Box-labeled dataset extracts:

===

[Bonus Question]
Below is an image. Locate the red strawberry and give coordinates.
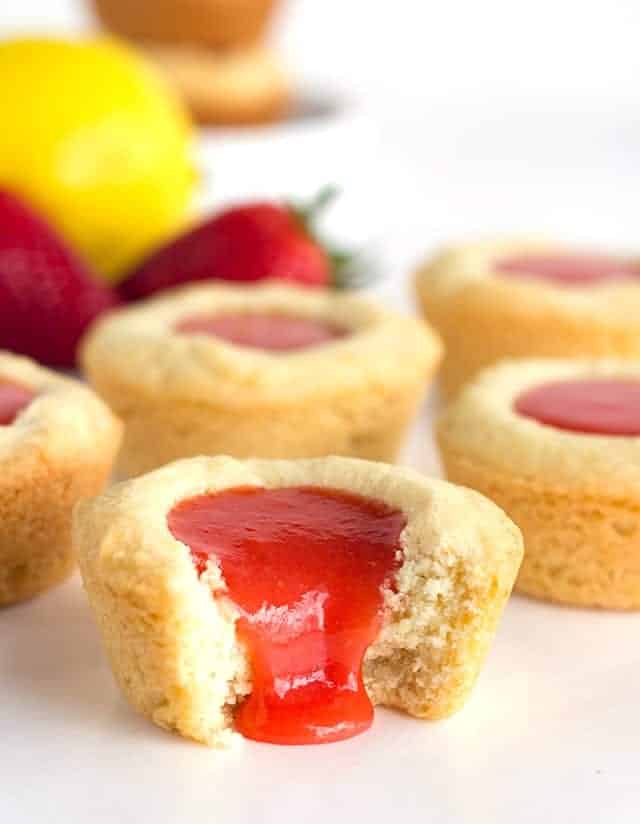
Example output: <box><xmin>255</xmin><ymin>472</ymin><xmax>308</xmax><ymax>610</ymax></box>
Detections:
<box><xmin>120</xmin><ymin>189</ymin><xmax>360</xmax><ymax>300</ymax></box>
<box><xmin>0</xmin><ymin>191</ymin><xmax>118</xmax><ymax>367</ymax></box>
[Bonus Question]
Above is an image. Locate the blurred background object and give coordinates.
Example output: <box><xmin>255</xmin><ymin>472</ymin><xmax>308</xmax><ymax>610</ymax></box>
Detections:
<box><xmin>93</xmin><ymin>0</ymin><xmax>277</xmax><ymax>49</ymax></box>
<box><xmin>93</xmin><ymin>0</ymin><xmax>290</xmax><ymax>124</ymax></box>
<box><xmin>0</xmin><ymin>0</ymin><xmax>640</xmax><ymax>290</ymax></box>
<box><xmin>0</xmin><ymin>37</ymin><xmax>196</xmax><ymax>279</ymax></box>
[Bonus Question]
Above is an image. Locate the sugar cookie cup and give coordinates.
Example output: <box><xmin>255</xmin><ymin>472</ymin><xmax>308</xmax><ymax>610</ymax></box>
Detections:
<box><xmin>416</xmin><ymin>240</ymin><xmax>640</xmax><ymax>397</ymax></box>
<box><xmin>144</xmin><ymin>44</ymin><xmax>292</xmax><ymax>126</ymax></box>
<box><xmin>0</xmin><ymin>352</ymin><xmax>121</xmax><ymax>607</ymax></box>
<box><xmin>74</xmin><ymin>457</ymin><xmax>522</xmax><ymax>745</ymax></box>
<box><xmin>81</xmin><ymin>284</ymin><xmax>441</xmax><ymax>476</ymax></box>
<box><xmin>93</xmin><ymin>0</ymin><xmax>277</xmax><ymax>49</ymax></box>
<box><xmin>437</xmin><ymin>360</ymin><xmax>640</xmax><ymax>609</ymax></box>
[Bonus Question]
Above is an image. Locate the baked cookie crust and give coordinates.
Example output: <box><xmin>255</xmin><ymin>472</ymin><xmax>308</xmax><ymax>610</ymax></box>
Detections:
<box><xmin>0</xmin><ymin>352</ymin><xmax>122</xmax><ymax>606</ymax></box>
<box><xmin>81</xmin><ymin>284</ymin><xmax>441</xmax><ymax>476</ymax></box>
<box><xmin>437</xmin><ymin>360</ymin><xmax>640</xmax><ymax>609</ymax></box>
<box><xmin>141</xmin><ymin>42</ymin><xmax>292</xmax><ymax>126</ymax></box>
<box><xmin>74</xmin><ymin>457</ymin><xmax>522</xmax><ymax>745</ymax></box>
<box><xmin>416</xmin><ymin>239</ymin><xmax>640</xmax><ymax>398</ymax></box>
<box><xmin>93</xmin><ymin>0</ymin><xmax>277</xmax><ymax>49</ymax></box>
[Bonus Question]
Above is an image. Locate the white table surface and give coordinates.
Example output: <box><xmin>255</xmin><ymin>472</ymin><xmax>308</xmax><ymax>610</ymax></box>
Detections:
<box><xmin>0</xmin><ymin>0</ymin><xmax>640</xmax><ymax>824</ymax></box>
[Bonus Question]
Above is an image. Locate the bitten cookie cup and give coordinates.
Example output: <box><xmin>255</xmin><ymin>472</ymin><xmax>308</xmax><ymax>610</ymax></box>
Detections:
<box><xmin>438</xmin><ymin>360</ymin><xmax>640</xmax><ymax>609</ymax></box>
<box><xmin>74</xmin><ymin>457</ymin><xmax>522</xmax><ymax>745</ymax></box>
<box><xmin>143</xmin><ymin>43</ymin><xmax>292</xmax><ymax>126</ymax></box>
<box><xmin>82</xmin><ymin>284</ymin><xmax>441</xmax><ymax>476</ymax></box>
<box><xmin>416</xmin><ymin>241</ymin><xmax>640</xmax><ymax>398</ymax></box>
<box><xmin>94</xmin><ymin>0</ymin><xmax>277</xmax><ymax>48</ymax></box>
<box><xmin>0</xmin><ymin>352</ymin><xmax>121</xmax><ymax>606</ymax></box>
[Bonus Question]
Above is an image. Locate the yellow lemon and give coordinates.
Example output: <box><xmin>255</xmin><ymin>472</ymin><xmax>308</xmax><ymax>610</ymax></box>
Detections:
<box><xmin>0</xmin><ymin>38</ymin><xmax>195</xmax><ymax>280</ymax></box>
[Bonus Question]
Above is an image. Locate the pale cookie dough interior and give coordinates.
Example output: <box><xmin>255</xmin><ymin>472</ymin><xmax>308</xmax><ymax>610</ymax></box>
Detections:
<box><xmin>82</xmin><ymin>284</ymin><xmax>441</xmax><ymax>476</ymax></box>
<box><xmin>438</xmin><ymin>360</ymin><xmax>640</xmax><ymax>609</ymax></box>
<box><xmin>75</xmin><ymin>457</ymin><xmax>522</xmax><ymax>745</ymax></box>
<box><xmin>0</xmin><ymin>352</ymin><xmax>122</xmax><ymax>606</ymax></box>
<box><xmin>416</xmin><ymin>239</ymin><xmax>640</xmax><ymax>397</ymax></box>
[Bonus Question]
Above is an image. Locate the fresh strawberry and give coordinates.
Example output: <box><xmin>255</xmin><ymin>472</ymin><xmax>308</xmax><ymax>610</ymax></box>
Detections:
<box><xmin>120</xmin><ymin>189</ymin><xmax>360</xmax><ymax>300</ymax></box>
<box><xmin>0</xmin><ymin>191</ymin><xmax>118</xmax><ymax>368</ymax></box>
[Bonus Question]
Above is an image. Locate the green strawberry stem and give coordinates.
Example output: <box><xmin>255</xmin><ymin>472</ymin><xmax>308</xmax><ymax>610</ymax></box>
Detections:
<box><xmin>287</xmin><ymin>183</ymin><xmax>380</xmax><ymax>289</ymax></box>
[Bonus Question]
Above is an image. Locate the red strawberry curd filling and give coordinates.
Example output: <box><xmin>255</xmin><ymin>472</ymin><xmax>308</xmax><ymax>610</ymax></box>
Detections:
<box><xmin>494</xmin><ymin>254</ymin><xmax>640</xmax><ymax>286</ymax></box>
<box><xmin>175</xmin><ymin>313</ymin><xmax>347</xmax><ymax>352</ymax></box>
<box><xmin>0</xmin><ymin>380</ymin><xmax>35</xmax><ymax>426</ymax></box>
<box><xmin>168</xmin><ymin>487</ymin><xmax>406</xmax><ymax>744</ymax></box>
<box><xmin>514</xmin><ymin>379</ymin><xmax>640</xmax><ymax>437</ymax></box>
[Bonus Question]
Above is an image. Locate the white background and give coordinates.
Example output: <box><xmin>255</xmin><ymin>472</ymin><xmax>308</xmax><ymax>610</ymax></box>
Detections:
<box><xmin>0</xmin><ymin>0</ymin><xmax>640</xmax><ymax>824</ymax></box>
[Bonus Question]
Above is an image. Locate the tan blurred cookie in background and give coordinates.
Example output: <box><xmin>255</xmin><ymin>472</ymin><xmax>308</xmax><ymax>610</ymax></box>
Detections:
<box><xmin>93</xmin><ymin>0</ymin><xmax>277</xmax><ymax>49</ymax></box>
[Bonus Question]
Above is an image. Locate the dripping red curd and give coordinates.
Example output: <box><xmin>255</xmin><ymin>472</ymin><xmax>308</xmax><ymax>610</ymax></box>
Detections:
<box><xmin>168</xmin><ymin>486</ymin><xmax>406</xmax><ymax>744</ymax></box>
<box><xmin>515</xmin><ymin>379</ymin><xmax>640</xmax><ymax>437</ymax></box>
<box><xmin>175</xmin><ymin>313</ymin><xmax>347</xmax><ymax>352</ymax></box>
<box><xmin>0</xmin><ymin>380</ymin><xmax>34</xmax><ymax>426</ymax></box>
<box><xmin>495</xmin><ymin>254</ymin><xmax>640</xmax><ymax>286</ymax></box>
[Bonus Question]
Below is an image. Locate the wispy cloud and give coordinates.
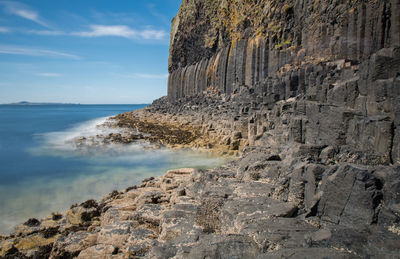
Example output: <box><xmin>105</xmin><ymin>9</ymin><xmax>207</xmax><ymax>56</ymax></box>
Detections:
<box><xmin>0</xmin><ymin>1</ymin><xmax>50</xmax><ymax>28</ymax></box>
<box><xmin>0</xmin><ymin>45</ymin><xmax>80</xmax><ymax>59</ymax></box>
<box><xmin>72</xmin><ymin>25</ymin><xmax>167</xmax><ymax>40</ymax></box>
<box><xmin>27</xmin><ymin>30</ymin><xmax>67</xmax><ymax>36</ymax></box>
<box><xmin>0</xmin><ymin>26</ymin><xmax>11</xmax><ymax>33</ymax></box>
<box><xmin>129</xmin><ymin>73</ymin><xmax>168</xmax><ymax>79</ymax></box>
<box><xmin>36</xmin><ymin>73</ymin><xmax>61</xmax><ymax>77</ymax></box>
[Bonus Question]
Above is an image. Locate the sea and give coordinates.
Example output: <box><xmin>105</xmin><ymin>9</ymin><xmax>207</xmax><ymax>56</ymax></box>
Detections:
<box><xmin>0</xmin><ymin>104</ymin><xmax>226</xmax><ymax>234</ymax></box>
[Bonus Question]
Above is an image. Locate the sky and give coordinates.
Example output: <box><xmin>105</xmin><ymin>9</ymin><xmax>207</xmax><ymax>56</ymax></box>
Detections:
<box><xmin>0</xmin><ymin>0</ymin><xmax>181</xmax><ymax>104</ymax></box>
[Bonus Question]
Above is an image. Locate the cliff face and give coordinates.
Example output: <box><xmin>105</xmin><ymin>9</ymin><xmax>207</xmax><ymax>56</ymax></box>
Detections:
<box><xmin>168</xmin><ymin>0</ymin><xmax>400</xmax><ymax>164</ymax></box>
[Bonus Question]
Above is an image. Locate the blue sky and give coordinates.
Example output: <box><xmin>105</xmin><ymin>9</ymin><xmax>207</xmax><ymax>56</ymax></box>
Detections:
<box><xmin>0</xmin><ymin>0</ymin><xmax>181</xmax><ymax>104</ymax></box>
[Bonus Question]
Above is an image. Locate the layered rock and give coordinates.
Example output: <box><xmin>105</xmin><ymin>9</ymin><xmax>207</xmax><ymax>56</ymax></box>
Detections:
<box><xmin>0</xmin><ymin>147</ymin><xmax>400</xmax><ymax>258</ymax></box>
<box><xmin>0</xmin><ymin>0</ymin><xmax>400</xmax><ymax>258</ymax></box>
<box><xmin>168</xmin><ymin>0</ymin><xmax>400</xmax><ymax>164</ymax></box>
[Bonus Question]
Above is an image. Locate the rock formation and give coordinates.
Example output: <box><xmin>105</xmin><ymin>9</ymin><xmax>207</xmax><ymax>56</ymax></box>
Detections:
<box><xmin>168</xmin><ymin>0</ymin><xmax>400</xmax><ymax>164</ymax></box>
<box><xmin>0</xmin><ymin>0</ymin><xmax>400</xmax><ymax>258</ymax></box>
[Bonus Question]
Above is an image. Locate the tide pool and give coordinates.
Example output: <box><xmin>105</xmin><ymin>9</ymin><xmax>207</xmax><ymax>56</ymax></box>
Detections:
<box><xmin>0</xmin><ymin>105</ymin><xmax>226</xmax><ymax>234</ymax></box>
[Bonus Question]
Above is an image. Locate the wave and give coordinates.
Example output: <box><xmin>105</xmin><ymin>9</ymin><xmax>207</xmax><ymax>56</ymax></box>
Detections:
<box><xmin>31</xmin><ymin>117</ymin><xmax>135</xmax><ymax>156</ymax></box>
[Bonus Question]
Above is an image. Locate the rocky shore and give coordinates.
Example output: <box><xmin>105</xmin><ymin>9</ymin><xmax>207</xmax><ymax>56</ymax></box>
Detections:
<box><xmin>0</xmin><ymin>0</ymin><xmax>400</xmax><ymax>258</ymax></box>
<box><xmin>0</xmin><ymin>95</ymin><xmax>400</xmax><ymax>258</ymax></box>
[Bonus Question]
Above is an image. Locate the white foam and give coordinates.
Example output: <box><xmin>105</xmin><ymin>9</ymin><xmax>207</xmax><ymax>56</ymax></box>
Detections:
<box><xmin>36</xmin><ymin>117</ymin><xmax>121</xmax><ymax>151</ymax></box>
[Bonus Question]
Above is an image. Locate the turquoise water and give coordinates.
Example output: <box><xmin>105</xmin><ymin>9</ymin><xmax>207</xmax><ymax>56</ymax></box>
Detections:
<box><xmin>0</xmin><ymin>105</ymin><xmax>224</xmax><ymax>234</ymax></box>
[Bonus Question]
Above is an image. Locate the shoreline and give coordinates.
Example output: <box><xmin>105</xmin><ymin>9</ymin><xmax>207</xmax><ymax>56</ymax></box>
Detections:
<box><xmin>0</xmin><ymin>97</ymin><xmax>400</xmax><ymax>258</ymax></box>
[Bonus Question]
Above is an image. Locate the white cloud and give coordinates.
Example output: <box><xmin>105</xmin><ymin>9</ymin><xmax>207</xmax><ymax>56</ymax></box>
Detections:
<box><xmin>28</xmin><ymin>30</ymin><xmax>66</xmax><ymax>36</ymax></box>
<box><xmin>130</xmin><ymin>73</ymin><xmax>168</xmax><ymax>79</ymax></box>
<box><xmin>0</xmin><ymin>1</ymin><xmax>50</xmax><ymax>27</ymax></box>
<box><xmin>0</xmin><ymin>45</ymin><xmax>79</xmax><ymax>59</ymax></box>
<box><xmin>37</xmin><ymin>73</ymin><xmax>61</xmax><ymax>77</ymax></box>
<box><xmin>72</xmin><ymin>25</ymin><xmax>167</xmax><ymax>40</ymax></box>
<box><xmin>0</xmin><ymin>27</ymin><xmax>11</xmax><ymax>33</ymax></box>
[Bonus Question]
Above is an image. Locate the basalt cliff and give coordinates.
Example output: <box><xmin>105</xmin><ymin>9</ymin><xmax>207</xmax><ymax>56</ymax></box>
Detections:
<box><xmin>0</xmin><ymin>0</ymin><xmax>400</xmax><ymax>258</ymax></box>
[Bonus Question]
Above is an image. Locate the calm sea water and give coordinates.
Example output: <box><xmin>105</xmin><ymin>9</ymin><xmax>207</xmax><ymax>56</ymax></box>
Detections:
<box><xmin>0</xmin><ymin>105</ymin><xmax>225</xmax><ymax>234</ymax></box>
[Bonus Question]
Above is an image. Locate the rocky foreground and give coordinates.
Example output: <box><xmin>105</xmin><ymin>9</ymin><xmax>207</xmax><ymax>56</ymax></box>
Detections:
<box><xmin>0</xmin><ymin>0</ymin><xmax>400</xmax><ymax>258</ymax></box>
<box><xmin>0</xmin><ymin>96</ymin><xmax>400</xmax><ymax>258</ymax></box>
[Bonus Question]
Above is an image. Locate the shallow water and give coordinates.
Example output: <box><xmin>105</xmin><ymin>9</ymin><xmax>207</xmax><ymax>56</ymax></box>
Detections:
<box><xmin>0</xmin><ymin>105</ymin><xmax>226</xmax><ymax>234</ymax></box>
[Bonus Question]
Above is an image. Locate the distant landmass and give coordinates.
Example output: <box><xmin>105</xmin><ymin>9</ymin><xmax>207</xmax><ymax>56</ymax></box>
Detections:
<box><xmin>0</xmin><ymin>101</ymin><xmax>80</xmax><ymax>105</ymax></box>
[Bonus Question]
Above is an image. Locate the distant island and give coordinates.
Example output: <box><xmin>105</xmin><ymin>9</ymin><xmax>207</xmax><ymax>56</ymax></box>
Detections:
<box><xmin>0</xmin><ymin>101</ymin><xmax>81</xmax><ymax>105</ymax></box>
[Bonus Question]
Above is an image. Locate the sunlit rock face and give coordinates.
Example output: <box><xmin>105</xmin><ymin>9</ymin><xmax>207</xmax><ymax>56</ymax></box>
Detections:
<box><xmin>168</xmin><ymin>0</ymin><xmax>400</xmax><ymax>164</ymax></box>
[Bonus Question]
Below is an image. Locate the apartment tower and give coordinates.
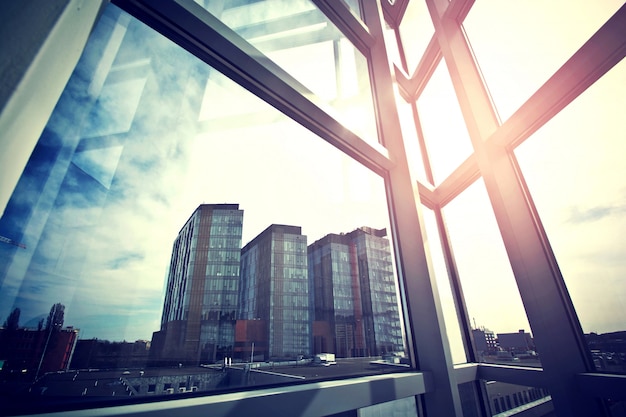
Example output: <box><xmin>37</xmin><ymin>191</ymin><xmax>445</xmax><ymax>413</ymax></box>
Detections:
<box><xmin>238</xmin><ymin>224</ymin><xmax>312</xmax><ymax>359</ymax></box>
<box><xmin>151</xmin><ymin>204</ymin><xmax>243</xmax><ymax>363</ymax></box>
<box><xmin>308</xmin><ymin>227</ymin><xmax>404</xmax><ymax>357</ymax></box>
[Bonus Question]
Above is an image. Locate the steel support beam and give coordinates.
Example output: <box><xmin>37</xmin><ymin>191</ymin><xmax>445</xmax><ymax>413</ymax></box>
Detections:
<box><xmin>361</xmin><ymin>1</ymin><xmax>463</xmax><ymax>416</ymax></box>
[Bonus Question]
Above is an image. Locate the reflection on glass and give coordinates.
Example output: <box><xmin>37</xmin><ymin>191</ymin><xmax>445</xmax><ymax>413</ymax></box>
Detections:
<box><xmin>358</xmin><ymin>397</ymin><xmax>417</xmax><ymax>417</ymax></box>
<box><xmin>515</xmin><ymin>62</ymin><xmax>626</xmax><ymax>372</ymax></box>
<box><xmin>0</xmin><ymin>5</ymin><xmax>408</xmax><ymax>411</ymax></box>
<box><xmin>463</xmin><ymin>0</ymin><xmax>624</xmax><ymax>120</ymax></box>
<box><xmin>443</xmin><ymin>179</ymin><xmax>541</xmax><ymax>366</ymax></box>
<box><xmin>197</xmin><ymin>0</ymin><xmax>378</xmax><ymax>142</ymax></box>
<box><xmin>417</xmin><ymin>60</ymin><xmax>473</xmax><ymax>184</ymax></box>
<box><xmin>480</xmin><ymin>381</ymin><xmax>554</xmax><ymax>416</ymax></box>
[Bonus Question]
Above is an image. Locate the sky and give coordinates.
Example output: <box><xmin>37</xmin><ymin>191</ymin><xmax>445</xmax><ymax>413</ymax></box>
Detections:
<box><xmin>0</xmin><ymin>0</ymin><xmax>626</xmax><ymax>361</ymax></box>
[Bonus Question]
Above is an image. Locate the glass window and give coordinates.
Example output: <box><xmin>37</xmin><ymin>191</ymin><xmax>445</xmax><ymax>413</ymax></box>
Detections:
<box><xmin>0</xmin><ymin>5</ymin><xmax>410</xmax><ymax>411</ymax></box>
<box><xmin>463</xmin><ymin>0</ymin><xmax>624</xmax><ymax>120</ymax></box>
<box><xmin>422</xmin><ymin>206</ymin><xmax>467</xmax><ymax>364</ymax></box>
<box><xmin>443</xmin><ymin>179</ymin><xmax>541</xmax><ymax>366</ymax></box>
<box><xmin>400</xmin><ymin>1</ymin><xmax>435</xmax><ymax>74</ymax></box>
<box><xmin>515</xmin><ymin>62</ymin><xmax>626</xmax><ymax>372</ymax></box>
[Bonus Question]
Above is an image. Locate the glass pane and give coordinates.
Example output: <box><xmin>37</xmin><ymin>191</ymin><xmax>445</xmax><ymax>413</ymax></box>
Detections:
<box><xmin>422</xmin><ymin>206</ymin><xmax>467</xmax><ymax>364</ymax></box>
<box><xmin>515</xmin><ymin>62</ymin><xmax>626</xmax><ymax>372</ymax></box>
<box><xmin>394</xmin><ymin>84</ymin><xmax>430</xmax><ymax>184</ymax></box>
<box><xmin>463</xmin><ymin>0</ymin><xmax>624</xmax><ymax>121</ymax></box>
<box><xmin>193</xmin><ymin>0</ymin><xmax>378</xmax><ymax>143</ymax></box>
<box><xmin>417</xmin><ymin>60</ymin><xmax>473</xmax><ymax>184</ymax></box>
<box><xmin>400</xmin><ymin>1</ymin><xmax>435</xmax><ymax>74</ymax></box>
<box><xmin>443</xmin><ymin>179</ymin><xmax>541</xmax><ymax>366</ymax></box>
<box><xmin>0</xmin><ymin>5</ymin><xmax>408</xmax><ymax>412</ymax></box>
<box><xmin>357</xmin><ymin>397</ymin><xmax>417</xmax><ymax>417</ymax></box>
<box><xmin>483</xmin><ymin>381</ymin><xmax>554</xmax><ymax>416</ymax></box>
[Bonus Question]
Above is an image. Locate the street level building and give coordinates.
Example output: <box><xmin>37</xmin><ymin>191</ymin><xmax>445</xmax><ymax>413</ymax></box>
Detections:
<box><xmin>150</xmin><ymin>204</ymin><xmax>243</xmax><ymax>363</ymax></box>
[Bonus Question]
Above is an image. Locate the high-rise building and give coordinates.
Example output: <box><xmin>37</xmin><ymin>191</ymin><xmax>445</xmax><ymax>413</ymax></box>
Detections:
<box><xmin>151</xmin><ymin>204</ymin><xmax>243</xmax><ymax>363</ymax></box>
<box><xmin>239</xmin><ymin>224</ymin><xmax>312</xmax><ymax>359</ymax></box>
<box><xmin>307</xmin><ymin>227</ymin><xmax>404</xmax><ymax>357</ymax></box>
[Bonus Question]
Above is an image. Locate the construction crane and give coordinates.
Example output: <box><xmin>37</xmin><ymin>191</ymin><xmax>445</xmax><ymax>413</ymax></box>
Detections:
<box><xmin>0</xmin><ymin>236</ymin><xmax>26</xmax><ymax>249</ymax></box>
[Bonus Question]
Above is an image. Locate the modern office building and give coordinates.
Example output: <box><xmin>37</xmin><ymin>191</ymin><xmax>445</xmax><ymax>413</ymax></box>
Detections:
<box><xmin>0</xmin><ymin>0</ymin><xmax>626</xmax><ymax>417</ymax></box>
<box><xmin>239</xmin><ymin>224</ymin><xmax>311</xmax><ymax>359</ymax></box>
<box><xmin>307</xmin><ymin>227</ymin><xmax>404</xmax><ymax>358</ymax></box>
<box><xmin>150</xmin><ymin>204</ymin><xmax>243</xmax><ymax>364</ymax></box>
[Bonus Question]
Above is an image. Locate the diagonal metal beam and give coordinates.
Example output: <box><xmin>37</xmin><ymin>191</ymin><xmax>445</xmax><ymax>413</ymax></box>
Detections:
<box><xmin>113</xmin><ymin>0</ymin><xmax>394</xmax><ymax>175</ymax></box>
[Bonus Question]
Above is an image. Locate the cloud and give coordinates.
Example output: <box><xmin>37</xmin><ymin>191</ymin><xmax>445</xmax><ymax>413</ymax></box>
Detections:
<box><xmin>567</xmin><ymin>205</ymin><xmax>626</xmax><ymax>224</ymax></box>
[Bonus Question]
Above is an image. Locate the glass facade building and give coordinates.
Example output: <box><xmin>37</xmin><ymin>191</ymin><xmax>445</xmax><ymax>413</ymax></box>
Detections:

===

AIM
Copy out every line in the items above that contains the word "background". Case counts.

CORRECT RESULT
Above is an image. Locate the blurred background object and give coordinates.
Above is an image. Locate the white background and give coordinates.
Above is an image. Locate the tan blurred cookie in background and give coordinates.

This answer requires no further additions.